Exhibit 10.2
THIS NOTE AND THE COMMON SHARES ISSUABLE UPON
CONVERSION OF THIS NOTE HAVE NOT BEEN REGISTERED UNDER THE
SECURITIES ACT OF 1933, AS AMENDED, OR ANY STATE SECURITIES
LAWS. THIS NOTE AND THE COMMON SHARES ISSUABLE UPON
CONVERSION OF THIS NOTE MAY NOT BE SOLD, OFFERED FOR SALE,
PLEDGED OR HYPOTHECATED IN THE ABSENCE OF AN EFFECTIVE REGISTRATION
STATEMENT AS TO THIS NOTE UNDER SAID ACT AND ANY APPLICABLE STATE
SECURITIES LAWS OR AN OPINION OF COUNSEL REASONABLY SATISFACTORY TO
TIME AMERICA, INC. THAT SUCH REGISTRATION IS NOT
REQUIRED.
SECURED CONVERTIBLE TERM
NOTE
FOR VALUE RECEIVED, TIME AMERICA,
INC., a Nevada corporation (the “ Company ”),
promises to pay to LAURUS MASTER FUND, LTD., c/o M&C Corporate
Services Limited, P.O. Box 309 GT, Ugland House, South Church
Street, George Town, Grand Cayman, Cayman Islands, Fax:
345-949-8080 (the “ Holder ”) or its registered
assigns or successors in interest, sum of Two Million Dollars
($2,000,000), together with any accrued and unpaid interest hereon,
on January 3, 2009 (the “ Maturity Date ”)
if not sooner paid.
Capitalized terms used herein
without definition shall have the meanings ascribed to such terms
in that certain Security and Purchase Agreement dated as of the
date hereof by and between the Companies and the Holder (as
amended, modified and/or supplemented from time to time, the
“ Security Agreement ”).

Task instructions
**A.** Answer these about the convertible note:
(i) In which state is Time America, Inc. incorporated?
(ii) What date is set as the Maturity Date?
(iii) What fax number is listed for the Holder?
**B.** List every term that the convertible note defines by putting it in quotation marks.
**C.** Carry on the convertible note past its last sentence.
You won't need the rows that come after this.

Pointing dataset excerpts
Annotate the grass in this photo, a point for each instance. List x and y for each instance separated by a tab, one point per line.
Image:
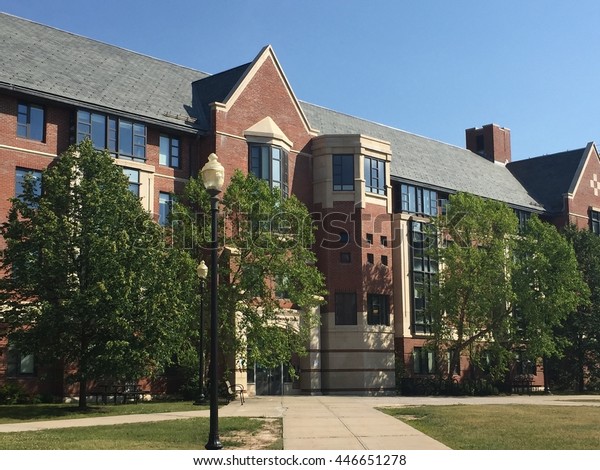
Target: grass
506	427
188	434
21	413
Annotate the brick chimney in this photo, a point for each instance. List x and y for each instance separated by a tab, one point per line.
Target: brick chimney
491	141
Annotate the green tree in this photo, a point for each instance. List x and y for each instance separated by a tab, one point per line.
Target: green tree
500	290
89	279
471	297
268	281
548	286
581	330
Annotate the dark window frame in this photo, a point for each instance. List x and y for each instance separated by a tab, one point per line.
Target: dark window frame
163	218
123	138
20	175
15	361
173	151
343	172
423	270
595	221
417	200
134	186
27	129
378	309
423	361
263	159
375	176
346	312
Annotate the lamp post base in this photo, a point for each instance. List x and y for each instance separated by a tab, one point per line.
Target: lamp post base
213	443
201	400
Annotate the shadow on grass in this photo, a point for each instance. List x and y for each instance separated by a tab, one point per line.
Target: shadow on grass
41	412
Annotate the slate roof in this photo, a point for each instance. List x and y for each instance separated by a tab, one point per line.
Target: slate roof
45	61
429	162
214	89
50	62
548	177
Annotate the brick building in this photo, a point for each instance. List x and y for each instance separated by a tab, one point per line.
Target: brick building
370	186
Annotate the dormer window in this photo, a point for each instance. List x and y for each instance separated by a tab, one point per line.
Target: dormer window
343	172
270	163
375	175
122	138
268	149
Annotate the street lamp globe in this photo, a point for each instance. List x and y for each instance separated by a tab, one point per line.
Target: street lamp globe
213	174
202	270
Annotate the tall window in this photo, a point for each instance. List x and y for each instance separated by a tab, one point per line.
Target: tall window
165	202
270	163
343	172
375	175
595	222
378	309
169	151
345	308
134	180
423	271
417	200
423	361
24	174
123	138
30	121
523	217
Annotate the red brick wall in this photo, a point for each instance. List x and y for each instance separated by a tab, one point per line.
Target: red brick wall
265	95
585	198
359	275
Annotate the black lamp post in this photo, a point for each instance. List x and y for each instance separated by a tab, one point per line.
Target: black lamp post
213	176
202	272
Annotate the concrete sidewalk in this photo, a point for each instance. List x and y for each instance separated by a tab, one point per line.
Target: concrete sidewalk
325	422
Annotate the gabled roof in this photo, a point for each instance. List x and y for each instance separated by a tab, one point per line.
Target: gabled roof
215	89
429	162
42	60
548	178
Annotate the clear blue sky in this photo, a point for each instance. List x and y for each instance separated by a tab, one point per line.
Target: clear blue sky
431	67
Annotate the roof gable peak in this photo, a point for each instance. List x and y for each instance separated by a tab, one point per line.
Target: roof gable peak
266	53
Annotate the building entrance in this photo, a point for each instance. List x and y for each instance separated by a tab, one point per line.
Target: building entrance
269	381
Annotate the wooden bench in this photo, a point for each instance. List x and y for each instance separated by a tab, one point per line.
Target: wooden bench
522	384
128	391
232	391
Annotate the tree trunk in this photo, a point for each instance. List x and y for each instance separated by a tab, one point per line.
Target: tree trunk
83	393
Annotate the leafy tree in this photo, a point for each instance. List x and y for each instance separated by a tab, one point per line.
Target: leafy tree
470	300
548	285
499	290
89	279
581	330
268	281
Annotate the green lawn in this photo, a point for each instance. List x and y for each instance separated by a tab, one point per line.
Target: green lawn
506	427
187	434
20	413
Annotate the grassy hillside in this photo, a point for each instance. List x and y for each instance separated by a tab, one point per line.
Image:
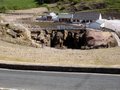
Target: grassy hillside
61	5
17	4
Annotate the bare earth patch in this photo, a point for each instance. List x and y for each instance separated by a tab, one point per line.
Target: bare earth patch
12	53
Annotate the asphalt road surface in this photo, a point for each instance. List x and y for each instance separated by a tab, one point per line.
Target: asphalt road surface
40	80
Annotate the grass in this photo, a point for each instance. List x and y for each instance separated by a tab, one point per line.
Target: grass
48	56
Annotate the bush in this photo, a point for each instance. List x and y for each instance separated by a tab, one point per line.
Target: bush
3	9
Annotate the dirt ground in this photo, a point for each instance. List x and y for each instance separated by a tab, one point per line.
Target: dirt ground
12	53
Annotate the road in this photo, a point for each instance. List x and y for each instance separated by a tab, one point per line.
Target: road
41	80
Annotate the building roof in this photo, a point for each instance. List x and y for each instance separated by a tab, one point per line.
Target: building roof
86	16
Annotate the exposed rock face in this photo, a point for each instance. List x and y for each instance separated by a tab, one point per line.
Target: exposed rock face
19	33
99	39
88	39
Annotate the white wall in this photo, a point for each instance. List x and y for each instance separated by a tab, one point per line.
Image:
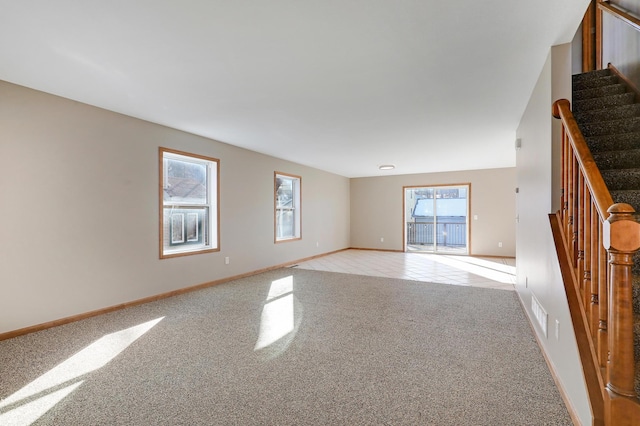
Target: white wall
79	191
538	272
376	209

Written answers
**A.**
(i) Nevada
(ii) January 3, 2009
(iii) 345-949-8080

**B.** Company, Holder, Maturity Date, Security Agreement

**C.**
The following terms shall apply to
this Secured Convertible Term Note (this “ Note
”):
ARTICLE I
CONTRACT RATE AND AMORTIZATION
1.1
Contract Rate . Subject to Sections 4.2 and 5.10,
interest payable on the outstanding principal amount of this Note
(the “ Principal Amount ”) shall accrue at a
rate per annum equal to the “prime rate” published in
The Wall Street Journal from time to time (the “
Prime Rate ”), plus two percent (2.0%) (the “
Contract Rate ”). The Contract Rate shall be
increased or decreased as the case may be for each increase or
decrease in the Prime Rate in an amount equal to such increase or
decrease in the Prime Rate; each change to be effective as of the
day of the change in the Prime Rate. The Contract Rate shall
not at any time be less than seven and one quarter percent
(7.25%). Interest shall be (i) calculated on the basis
of a 360 day year, and (ii) payable monthly, in arrears,
commencing on February 1, 2006, on the first business day of
each consecutive calendar month thereafter through and including
the Maturity Date, and on the Maturity Date, whether by
acceleration or otherwise.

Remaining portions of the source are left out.